Document:
____________________

In a generic library, the operator * is defined between two concepts

for which multiplication makes sense, i.e., a scalar times a scalar,

a scalar times a member of a vector space, a linear operator times a

member of a vector space.

So, if you have some particular types, the meaning of the operator *

between those types depends on the manner in which those types model

the concepts for which * is defined.

For instance, a vector<vector<double>> could be a row matrix, a

column matrix, a diagonal matrix, a banded matrix, etc. Each of

these different interpretations of that type (different ways the type

can model the concept) will have different interpretations of the

multiply operator.

I think it is very important to keep the mathematical concepts and

the concrete implementations distinct from each other.

____________________

Dataset excerpt:
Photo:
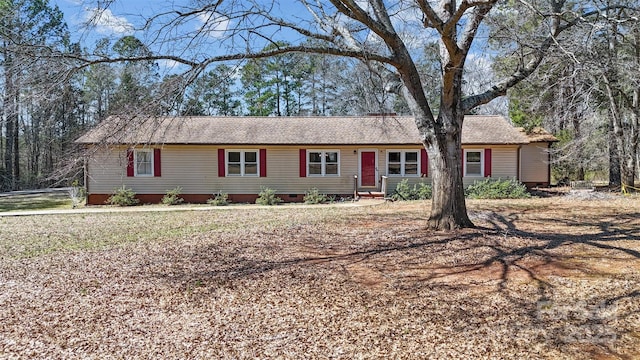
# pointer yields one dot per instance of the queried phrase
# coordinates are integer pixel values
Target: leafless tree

____________________

Short problem 1:
Transcribe the stretch of the post on the * operator from "these different interpretations" through "from each other.".
Short problem 2:
Which kinds of matrix does the post on the * operator name as possible readings of a vector<vector<double>>?
Work only from the post on the * operator, not from the material.

Response 1:
these different interpretations of that type (different ways the type

can model the concept) will have different interpretations of the

multiply operator.

I think it is very important to keep the mathematical concepts and

the concrete implementations distinct from each other.

Response 2:
- row matrix
- column matrix
- diagonal matrix
- banded matrix